(Task instructions):
Set down exactly, and only, the lines from the one with "of the fallen" to the final line of the entries, both included.

[Point annotations for photos]
........

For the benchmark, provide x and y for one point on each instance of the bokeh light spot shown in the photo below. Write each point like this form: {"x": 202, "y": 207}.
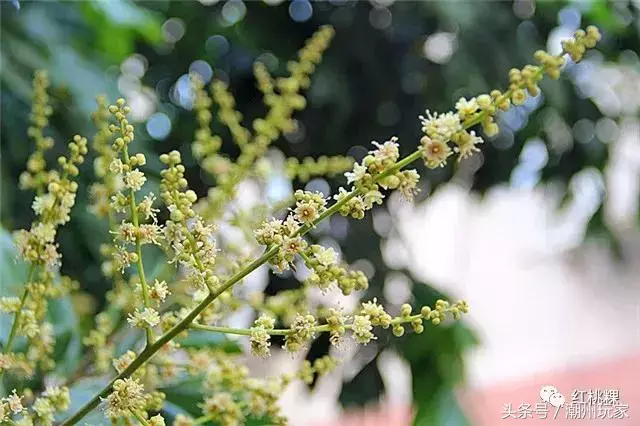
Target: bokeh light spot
{"x": 300, "y": 10}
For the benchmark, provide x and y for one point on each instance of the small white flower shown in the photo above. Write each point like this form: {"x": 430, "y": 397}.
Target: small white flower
{"x": 386, "y": 151}
{"x": 441, "y": 126}
{"x": 134, "y": 179}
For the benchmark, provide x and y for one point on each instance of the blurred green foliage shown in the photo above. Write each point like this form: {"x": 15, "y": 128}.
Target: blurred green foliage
{"x": 373, "y": 83}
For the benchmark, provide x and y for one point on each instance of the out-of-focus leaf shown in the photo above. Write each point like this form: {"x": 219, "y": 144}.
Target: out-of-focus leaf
{"x": 187, "y": 395}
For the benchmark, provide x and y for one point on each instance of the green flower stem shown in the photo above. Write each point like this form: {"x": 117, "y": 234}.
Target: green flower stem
{"x": 140, "y": 418}
{"x": 287, "y": 331}
{"x": 139, "y": 265}
{"x": 16, "y": 319}
{"x": 184, "y": 324}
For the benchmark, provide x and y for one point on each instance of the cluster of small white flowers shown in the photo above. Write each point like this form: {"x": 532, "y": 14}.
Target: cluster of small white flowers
{"x": 148, "y": 317}
{"x": 127, "y": 395}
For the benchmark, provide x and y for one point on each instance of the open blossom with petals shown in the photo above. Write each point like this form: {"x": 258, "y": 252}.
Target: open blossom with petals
{"x": 362, "y": 329}
{"x": 127, "y": 394}
{"x": 326, "y": 256}
{"x": 441, "y": 127}
{"x": 467, "y": 144}
{"x": 386, "y": 151}
{"x": 358, "y": 173}
{"x": 159, "y": 291}
{"x": 466, "y": 107}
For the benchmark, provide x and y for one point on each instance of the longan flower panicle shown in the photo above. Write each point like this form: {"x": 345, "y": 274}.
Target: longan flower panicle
{"x": 132, "y": 233}
{"x": 230, "y": 395}
{"x": 127, "y": 396}
{"x": 442, "y": 129}
{"x": 36, "y": 176}
{"x": 282, "y": 99}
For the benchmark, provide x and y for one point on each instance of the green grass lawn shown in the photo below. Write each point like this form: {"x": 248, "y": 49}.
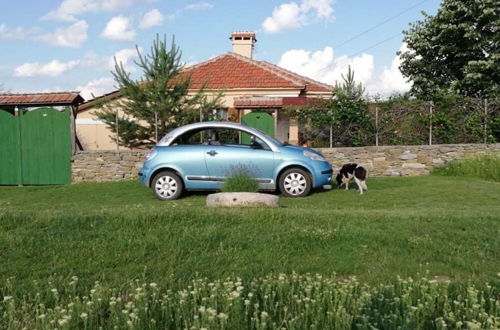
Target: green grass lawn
{"x": 113, "y": 232}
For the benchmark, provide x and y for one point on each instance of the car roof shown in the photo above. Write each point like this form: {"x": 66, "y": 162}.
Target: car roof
{"x": 173, "y": 134}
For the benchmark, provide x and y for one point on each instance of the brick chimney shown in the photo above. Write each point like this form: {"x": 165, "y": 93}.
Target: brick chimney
{"x": 243, "y": 42}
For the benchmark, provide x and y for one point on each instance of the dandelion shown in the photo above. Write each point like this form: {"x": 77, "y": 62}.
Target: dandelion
{"x": 222, "y": 316}
{"x": 62, "y": 322}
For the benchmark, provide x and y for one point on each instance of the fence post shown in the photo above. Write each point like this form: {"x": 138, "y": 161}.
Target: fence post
{"x": 430, "y": 122}
{"x": 485, "y": 120}
{"x": 156, "y": 126}
{"x": 117, "y": 133}
{"x": 331, "y": 136}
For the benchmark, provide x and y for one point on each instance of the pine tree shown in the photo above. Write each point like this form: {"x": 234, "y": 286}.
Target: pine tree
{"x": 160, "y": 101}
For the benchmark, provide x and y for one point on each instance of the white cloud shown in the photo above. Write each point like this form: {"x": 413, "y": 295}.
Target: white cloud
{"x": 7, "y": 33}
{"x": 96, "y": 87}
{"x": 391, "y": 80}
{"x": 292, "y": 15}
{"x": 199, "y": 6}
{"x": 152, "y": 18}
{"x": 126, "y": 57}
{"x": 72, "y": 36}
{"x": 51, "y": 69}
{"x": 119, "y": 29}
{"x": 68, "y": 9}
{"x": 324, "y": 66}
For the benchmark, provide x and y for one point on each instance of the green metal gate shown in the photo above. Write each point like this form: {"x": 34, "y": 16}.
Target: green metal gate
{"x": 35, "y": 147}
{"x": 260, "y": 120}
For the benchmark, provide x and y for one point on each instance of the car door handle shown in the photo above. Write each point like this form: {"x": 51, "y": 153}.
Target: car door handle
{"x": 212, "y": 153}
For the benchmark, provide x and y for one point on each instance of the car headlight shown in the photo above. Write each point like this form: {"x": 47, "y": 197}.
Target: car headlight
{"x": 150, "y": 155}
{"x": 313, "y": 155}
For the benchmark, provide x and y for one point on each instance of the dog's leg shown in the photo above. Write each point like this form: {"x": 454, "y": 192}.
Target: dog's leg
{"x": 360, "y": 185}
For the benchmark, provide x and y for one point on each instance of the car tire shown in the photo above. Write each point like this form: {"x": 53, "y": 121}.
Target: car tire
{"x": 295, "y": 182}
{"x": 167, "y": 185}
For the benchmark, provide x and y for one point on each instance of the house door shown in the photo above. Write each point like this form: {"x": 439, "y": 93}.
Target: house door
{"x": 259, "y": 120}
{"x": 37, "y": 147}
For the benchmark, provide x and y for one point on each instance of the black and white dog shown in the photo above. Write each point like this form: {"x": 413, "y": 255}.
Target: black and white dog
{"x": 349, "y": 172}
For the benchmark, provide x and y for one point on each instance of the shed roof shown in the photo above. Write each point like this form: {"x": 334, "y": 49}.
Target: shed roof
{"x": 39, "y": 99}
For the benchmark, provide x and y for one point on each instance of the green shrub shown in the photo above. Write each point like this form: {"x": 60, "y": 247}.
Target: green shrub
{"x": 484, "y": 167}
{"x": 240, "y": 181}
{"x": 278, "y": 301}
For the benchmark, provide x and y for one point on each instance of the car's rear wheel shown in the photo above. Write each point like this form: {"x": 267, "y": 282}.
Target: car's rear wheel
{"x": 295, "y": 182}
{"x": 167, "y": 185}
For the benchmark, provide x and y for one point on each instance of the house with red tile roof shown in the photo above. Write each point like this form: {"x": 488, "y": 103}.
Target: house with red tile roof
{"x": 249, "y": 87}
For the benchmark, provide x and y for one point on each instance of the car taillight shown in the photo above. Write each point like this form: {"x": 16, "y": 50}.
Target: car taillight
{"x": 150, "y": 155}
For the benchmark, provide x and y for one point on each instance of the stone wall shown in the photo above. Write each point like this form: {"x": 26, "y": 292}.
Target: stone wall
{"x": 379, "y": 161}
{"x": 405, "y": 160}
{"x": 107, "y": 165}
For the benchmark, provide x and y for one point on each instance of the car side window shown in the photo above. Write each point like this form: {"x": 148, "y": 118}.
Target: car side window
{"x": 219, "y": 137}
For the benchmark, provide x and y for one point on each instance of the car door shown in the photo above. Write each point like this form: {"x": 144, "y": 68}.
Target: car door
{"x": 223, "y": 159}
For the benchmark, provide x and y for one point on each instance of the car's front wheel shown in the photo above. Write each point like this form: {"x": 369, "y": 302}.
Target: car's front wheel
{"x": 167, "y": 185}
{"x": 295, "y": 182}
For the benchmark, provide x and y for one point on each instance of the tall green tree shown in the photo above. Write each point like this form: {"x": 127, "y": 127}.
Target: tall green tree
{"x": 351, "y": 121}
{"x": 344, "y": 119}
{"x": 159, "y": 101}
{"x": 455, "y": 51}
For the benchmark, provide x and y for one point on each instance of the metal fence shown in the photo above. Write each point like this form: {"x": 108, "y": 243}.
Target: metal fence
{"x": 412, "y": 122}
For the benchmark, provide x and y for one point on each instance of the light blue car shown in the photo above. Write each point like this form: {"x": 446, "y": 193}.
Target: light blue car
{"x": 201, "y": 156}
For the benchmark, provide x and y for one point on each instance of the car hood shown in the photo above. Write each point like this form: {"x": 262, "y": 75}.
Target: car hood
{"x": 301, "y": 149}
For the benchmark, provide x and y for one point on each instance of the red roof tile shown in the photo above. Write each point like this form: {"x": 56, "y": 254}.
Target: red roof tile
{"x": 234, "y": 71}
{"x": 40, "y": 98}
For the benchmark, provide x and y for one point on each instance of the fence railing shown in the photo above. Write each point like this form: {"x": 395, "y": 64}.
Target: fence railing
{"x": 412, "y": 122}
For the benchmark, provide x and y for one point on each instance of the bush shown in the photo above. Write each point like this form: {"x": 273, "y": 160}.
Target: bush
{"x": 241, "y": 180}
{"x": 278, "y": 301}
{"x": 484, "y": 167}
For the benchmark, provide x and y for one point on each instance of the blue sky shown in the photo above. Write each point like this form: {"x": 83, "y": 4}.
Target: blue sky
{"x": 68, "y": 44}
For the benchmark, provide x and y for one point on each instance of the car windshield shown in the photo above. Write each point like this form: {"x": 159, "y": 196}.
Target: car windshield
{"x": 167, "y": 139}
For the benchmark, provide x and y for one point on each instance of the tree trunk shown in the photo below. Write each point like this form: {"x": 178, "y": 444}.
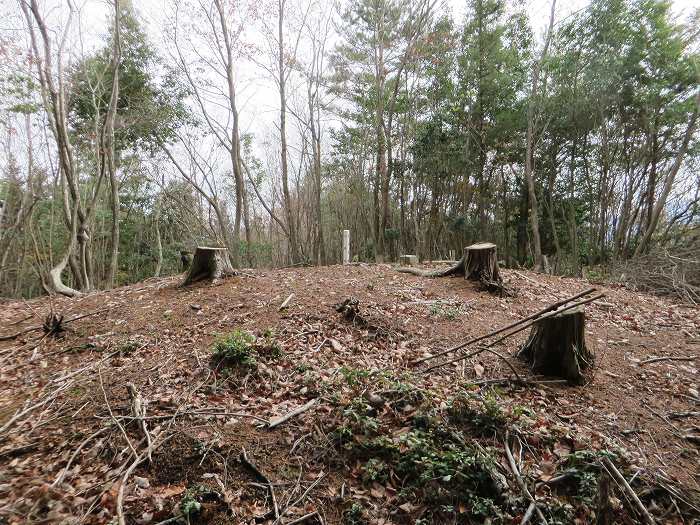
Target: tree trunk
{"x": 481, "y": 263}
{"x": 108, "y": 150}
{"x": 282, "y": 80}
{"x": 208, "y": 264}
{"x": 529, "y": 146}
{"x": 557, "y": 346}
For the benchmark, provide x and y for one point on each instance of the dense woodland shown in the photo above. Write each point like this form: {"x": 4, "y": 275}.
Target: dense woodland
{"x": 570, "y": 140}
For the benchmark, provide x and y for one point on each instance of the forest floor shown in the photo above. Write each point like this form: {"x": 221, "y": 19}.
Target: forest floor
{"x": 384, "y": 442}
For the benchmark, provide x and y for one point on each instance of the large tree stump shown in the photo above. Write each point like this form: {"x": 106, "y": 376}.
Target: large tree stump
{"x": 557, "y": 346}
{"x": 208, "y": 263}
{"x": 481, "y": 263}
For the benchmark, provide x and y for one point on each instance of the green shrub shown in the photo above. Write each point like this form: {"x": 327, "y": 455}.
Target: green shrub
{"x": 236, "y": 349}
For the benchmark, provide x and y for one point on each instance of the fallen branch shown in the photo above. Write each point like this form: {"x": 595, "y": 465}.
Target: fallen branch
{"x": 549, "y": 308}
{"x": 667, "y": 358}
{"x": 277, "y": 422}
{"x": 519, "y": 479}
{"x": 65, "y": 469}
{"x": 518, "y": 329}
{"x": 286, "y": 302}
{"x": 262, "y": 478}
{"x": 612, "y": 470}
{"x": 43, "y": 326}
{"x": 138, "y": 410}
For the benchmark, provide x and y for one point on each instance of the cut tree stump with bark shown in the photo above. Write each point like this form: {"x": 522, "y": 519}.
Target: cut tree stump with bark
{"x": 481, "y": 263}
{"x": 209, "y": 263}
{"x": 557, "y": 346}
{"x": 408, "y": 260}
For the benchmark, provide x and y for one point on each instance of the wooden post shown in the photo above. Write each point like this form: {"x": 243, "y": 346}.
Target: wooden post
{"x": 346, "y": 246}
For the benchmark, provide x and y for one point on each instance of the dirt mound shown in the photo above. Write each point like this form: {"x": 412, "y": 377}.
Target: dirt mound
{"x": 383, "y": 443}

........

(Full output):
For the benchmark, provide x and y for one point on each instance of the fallen branch shown in the photo above. Write each point like this form: {"x": 595, "y": 465}.
Target: fallen branch
{"x": 549, "y": 308}
{"x": 667, "y": 358}
{"x": 277, "y": 422}
{"x": 519, "y": 479}
{"x": 65, "y": 469}
{"x": 518, "y": 329}
{"x": 286, "y": 302}
{"x": 262, "y": 478}
{"x": 612, "y": 470}
{"x": 43, "y": 326}
{"x": 138, "y": 410}
For the benchmark, provide x and y for one point on each instance of the cut tree stump with bark shown in the photo above. Write each point like this form: {"x": 522, "y": 519}.
Target: cut tree stump with bark
{"x": 481, "y": 263}
{"x": 209, "y": 263}
{"x": 557, "y": 346}
{"x": 408, "y": 260}
For the benchmark, provide x and y for one point on each instance of the wooden post shown in the photo above. Write each point like this form: {"x": 243, "y": 346}.
Target: wooden post
{"x": 346, "y": 246}
For the benchmark, provide x and y for one point on each instance of the dirt mound shown in the photo above. Write each point like this form: {"x": 412, "y": 377}.
Target: dirt mound
{"x": 383, "y": 443}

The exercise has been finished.